Referring expression pointing data
BEGIN

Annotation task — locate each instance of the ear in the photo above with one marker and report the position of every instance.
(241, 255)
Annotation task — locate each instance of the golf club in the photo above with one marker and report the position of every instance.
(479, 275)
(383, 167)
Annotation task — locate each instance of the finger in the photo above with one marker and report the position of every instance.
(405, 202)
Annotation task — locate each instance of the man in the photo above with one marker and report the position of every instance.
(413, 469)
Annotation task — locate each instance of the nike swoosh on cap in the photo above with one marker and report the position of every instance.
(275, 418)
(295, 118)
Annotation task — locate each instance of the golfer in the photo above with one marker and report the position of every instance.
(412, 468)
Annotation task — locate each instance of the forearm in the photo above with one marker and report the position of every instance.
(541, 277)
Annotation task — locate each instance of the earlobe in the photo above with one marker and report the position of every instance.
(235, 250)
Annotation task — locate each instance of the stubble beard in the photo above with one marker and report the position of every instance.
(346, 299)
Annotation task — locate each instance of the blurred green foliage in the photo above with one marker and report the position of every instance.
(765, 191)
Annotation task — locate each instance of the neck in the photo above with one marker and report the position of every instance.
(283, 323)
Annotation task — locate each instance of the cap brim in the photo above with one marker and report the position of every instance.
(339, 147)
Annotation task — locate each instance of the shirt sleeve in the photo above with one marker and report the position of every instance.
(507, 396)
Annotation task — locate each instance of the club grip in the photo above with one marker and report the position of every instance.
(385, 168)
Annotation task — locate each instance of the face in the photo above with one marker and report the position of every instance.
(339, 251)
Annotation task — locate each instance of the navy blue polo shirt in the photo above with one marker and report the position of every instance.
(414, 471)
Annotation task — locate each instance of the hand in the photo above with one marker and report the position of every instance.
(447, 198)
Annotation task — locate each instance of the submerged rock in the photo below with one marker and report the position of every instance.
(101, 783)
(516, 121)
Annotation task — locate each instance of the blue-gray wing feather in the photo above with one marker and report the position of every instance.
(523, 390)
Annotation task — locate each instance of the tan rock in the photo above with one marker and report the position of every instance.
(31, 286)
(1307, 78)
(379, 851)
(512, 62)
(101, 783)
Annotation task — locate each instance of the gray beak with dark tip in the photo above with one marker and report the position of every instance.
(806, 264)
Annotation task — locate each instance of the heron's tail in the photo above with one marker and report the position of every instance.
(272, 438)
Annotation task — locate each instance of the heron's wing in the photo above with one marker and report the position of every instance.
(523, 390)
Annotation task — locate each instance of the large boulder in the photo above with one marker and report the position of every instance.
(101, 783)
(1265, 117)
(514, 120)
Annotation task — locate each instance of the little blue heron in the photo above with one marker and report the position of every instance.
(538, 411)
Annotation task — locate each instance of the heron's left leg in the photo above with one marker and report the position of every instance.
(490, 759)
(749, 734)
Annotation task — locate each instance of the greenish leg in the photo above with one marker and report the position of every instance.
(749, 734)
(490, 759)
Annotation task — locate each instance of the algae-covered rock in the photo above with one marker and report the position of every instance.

END

• **What you are asked to do**
Set down nothing but the lines from the one with "Annotation task — locate each instance of the large" through the end of the records, keeping each line exactly as written and including both ends.

• **The completed task**
Annotation task — locate each instance of the large boulder in the photo above with one marker and report the position of every instance.
(101, 783)
(1265, 117)
(514, 120)
Annotation task — locate each instance of the little blue heron in the photo above with one marker and report the position of every instance.
(538, 411)
Annotation task — locate each instance of the heron's left leg in the photo above with one marker and report the position of every instance.
(490, 759)
(749, 734)
Annotation task — locate each instance of the greenish leg in the photo above with one marker and report the position of every instance.
(749, 734)
(490, 759)
Annotation task — locate each instance of the algae-covered rock in the photo above with one marker and report the position of every instance.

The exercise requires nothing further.